Description of the task:
Repeat nothing but the lines below running from the one containing "Mark every instance of the dry" to the one containing "Mark every instance of the male lion with". Keep both end lines.

Data entries:
■ ■ ■ ■ ■

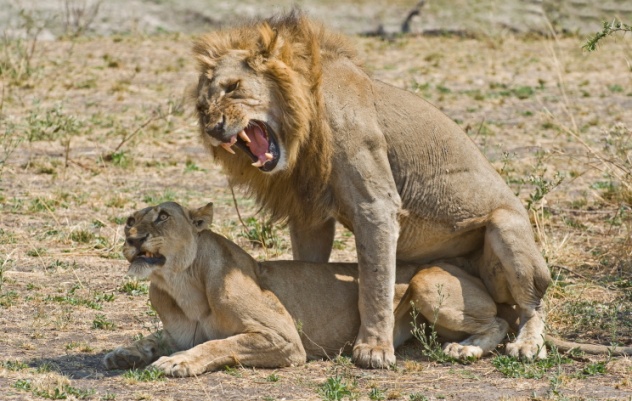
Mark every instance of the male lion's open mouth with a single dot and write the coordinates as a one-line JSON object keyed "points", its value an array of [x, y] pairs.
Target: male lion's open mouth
{"points": [[259, 142]]}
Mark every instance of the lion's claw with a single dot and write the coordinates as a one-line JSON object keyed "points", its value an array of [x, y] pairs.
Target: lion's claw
{"points": [[462, 352], [527, 349], [373, 357]]}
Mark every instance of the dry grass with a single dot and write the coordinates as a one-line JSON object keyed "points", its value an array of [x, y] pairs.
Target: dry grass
{"points": [[98, 129]]}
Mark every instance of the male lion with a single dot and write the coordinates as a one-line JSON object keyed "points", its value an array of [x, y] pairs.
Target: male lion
{"points": [[327, 143], [220, 307]]}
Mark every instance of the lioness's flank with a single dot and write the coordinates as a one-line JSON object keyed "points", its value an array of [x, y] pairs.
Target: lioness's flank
{"points": [[286, 109], [219, 306]]}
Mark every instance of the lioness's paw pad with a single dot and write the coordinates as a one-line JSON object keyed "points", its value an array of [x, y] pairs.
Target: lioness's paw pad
{"points": [[123, 358], [373, 357], [528, 349], [458, 351]]}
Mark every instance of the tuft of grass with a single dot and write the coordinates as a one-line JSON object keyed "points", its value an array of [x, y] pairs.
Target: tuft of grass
{"points": [[376, 394], [512, 367], [155, 198], [53, 388], [134, 287], [336, 388], [608, 29], [13, 365], [144, 375], [273, 378], [100, 322]]}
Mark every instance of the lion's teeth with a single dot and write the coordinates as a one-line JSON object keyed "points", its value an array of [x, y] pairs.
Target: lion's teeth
{"points": [[244, 136], [227, 147]]}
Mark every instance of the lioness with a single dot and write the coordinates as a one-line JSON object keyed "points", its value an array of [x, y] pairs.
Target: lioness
{"points": [[221, 307], [328, 143]]}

■ ■ ■ ■ ■

Solution to this task:
Mark every instance of the dry grass with a single dot and write the coordinates as a one-line JSON object keyed "points", its value an array of [x, y] pairs.
Target: dry grass
{"points": [[98, 129]]}
Mark every instance of the male lion with a single dot and write the coordinates as a one-line JSON object keyed "points", its value an array of [x, y] pairs.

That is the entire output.